◆ Problem to solve ◆
Revise the rows below by changing every "per detection" to "for each detection", and keep everything else the same.

Part of a data file:
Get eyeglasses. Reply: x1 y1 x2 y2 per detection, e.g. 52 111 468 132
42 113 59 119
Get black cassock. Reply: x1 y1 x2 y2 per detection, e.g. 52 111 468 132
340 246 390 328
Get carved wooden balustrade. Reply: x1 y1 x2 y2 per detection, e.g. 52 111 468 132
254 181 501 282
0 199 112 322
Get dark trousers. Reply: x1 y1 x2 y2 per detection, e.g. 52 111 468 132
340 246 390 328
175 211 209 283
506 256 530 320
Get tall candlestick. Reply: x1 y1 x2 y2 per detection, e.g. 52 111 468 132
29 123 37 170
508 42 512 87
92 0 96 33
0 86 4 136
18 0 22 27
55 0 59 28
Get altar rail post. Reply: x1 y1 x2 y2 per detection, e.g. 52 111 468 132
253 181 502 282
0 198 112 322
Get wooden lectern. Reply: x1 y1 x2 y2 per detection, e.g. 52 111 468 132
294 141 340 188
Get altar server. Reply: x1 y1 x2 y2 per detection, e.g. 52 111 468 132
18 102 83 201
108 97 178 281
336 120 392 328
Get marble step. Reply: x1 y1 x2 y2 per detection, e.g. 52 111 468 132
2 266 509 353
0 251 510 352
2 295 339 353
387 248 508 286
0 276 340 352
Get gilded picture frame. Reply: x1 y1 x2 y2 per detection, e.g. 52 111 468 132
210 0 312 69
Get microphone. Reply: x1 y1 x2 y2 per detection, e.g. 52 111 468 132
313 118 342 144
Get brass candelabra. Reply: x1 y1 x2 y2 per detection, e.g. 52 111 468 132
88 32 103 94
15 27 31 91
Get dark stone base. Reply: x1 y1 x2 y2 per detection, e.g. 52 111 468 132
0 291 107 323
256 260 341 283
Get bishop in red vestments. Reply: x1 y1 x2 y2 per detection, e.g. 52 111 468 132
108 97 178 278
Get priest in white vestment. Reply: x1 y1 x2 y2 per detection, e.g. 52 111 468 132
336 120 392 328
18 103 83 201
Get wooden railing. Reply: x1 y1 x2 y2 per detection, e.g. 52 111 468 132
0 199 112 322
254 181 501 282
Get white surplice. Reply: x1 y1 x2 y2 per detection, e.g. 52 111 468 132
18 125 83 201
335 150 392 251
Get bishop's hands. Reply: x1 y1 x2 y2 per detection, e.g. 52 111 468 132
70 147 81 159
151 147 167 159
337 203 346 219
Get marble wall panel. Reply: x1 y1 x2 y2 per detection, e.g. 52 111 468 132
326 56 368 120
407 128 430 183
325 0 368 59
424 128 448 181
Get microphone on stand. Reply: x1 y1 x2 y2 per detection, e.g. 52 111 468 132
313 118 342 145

◆ Exercise solution ◆
Get eyeglasses. Reply: x1 y1 x2 y2 for each detection, e.g. 52 111 468 132
42 113 59 119
Get black cassock. Reply: x1 y1 x2 y2 for each detection, e.g. 52 111 468 132
340 246 390 328
Get carved wooden balustrade. Reply: x1 y1 x2 y2 for each detection, e.g. 52 111 468 132
254 181 501 282
0 199 112 322
Get dark trousers. Reply: x1 y1 x2 y2 for each detection, e.g. 52 111 468 132
340 246 390 328
175 211 209 283
506 256 530 320
Get tall candlestick. Reply: x1 y1 x2 y2 for each detection, e.g. 52 111 468 132
29 123 37 170
508 42 512 87
92 0 96 33
0 86 4 136
18 0 22 27
55 0 59 28
Get altar rail post. Reply: x1 y1 x2 y2 for each detection, e.g. 52 111 468 132
253 181 502 282
0 198 112 322
Get wooden lectern. Reply: x1 y1 x2 y2 for each detection, e.g. 52 111 468 132
294 141 340 188
Get altar server. Reply: x1 y1 x2 y2 for each detection, e.g. 52 111 468 132
18 102 83 201
108 97 178 281
336 120 392 328
Get marble step. Reply: x1 y1 x2 y2 for each detection, e.g. 52 111 468 132
2 266 509 353
0 251 510 352
2 295 339 353
387 248 508 286
0 276 340 352
Get gilded picture frame. Reply: x1 y1 x2 y2 for each detection, e.g. 52 111 468 132
210 0 312 69
Get microphone. Reply: x1 y1 x2 y2 for each detection, e.g. 52 111 468 132
313 118 342 144
Get brass candelabra. Reply: x1 y1 x2 y2 for each detection, e.g. 52 111 468 132
88 32 103 94
15 27 31 91
Get dark stone base. Reply: x1 y1 x2 y2 for each detection, e.g. 52 111 468 132
0 291 107 323
256 260 341 283
Get bishop in red vestments. Reply: x1 y1 x2 y2 for each detection, e.g. 52 111 468 132
108 97 178 278
Get priest in white vestment. Reply: x1 y1 x2 y2 for each detection, e.g. 52 111 468 132
336 120 392 328
18 103 83 201
Get wooden railing. Reply: x1 y1 x2 y2 for each detection, e.g. 52 111 468 132
0 199 112 322
254 181 501 282
Get white surplice. Reply: x1 y1 x2 y2 for each detection, e.g. 52 111 468 132
18 125 83 201
335 150 392 251
Get bishop's hands. Reply: x1 y1 x2 y2 for each detection, e.g. 52 111 468 132
70 147 81 159
151 147 167 159
337 203 346 219
Get marble wall panel. Reply: x1 y1 x2 y2 for each detection, e.g. 52 111 468 132
326 56 368 120
407 128 430 183
325 0 368 59
424 128 448 181
Get microphone on stand. Reply: x1 y1 x2 y2 for each detection, e.g. 52 111 468 132
313 118 342 145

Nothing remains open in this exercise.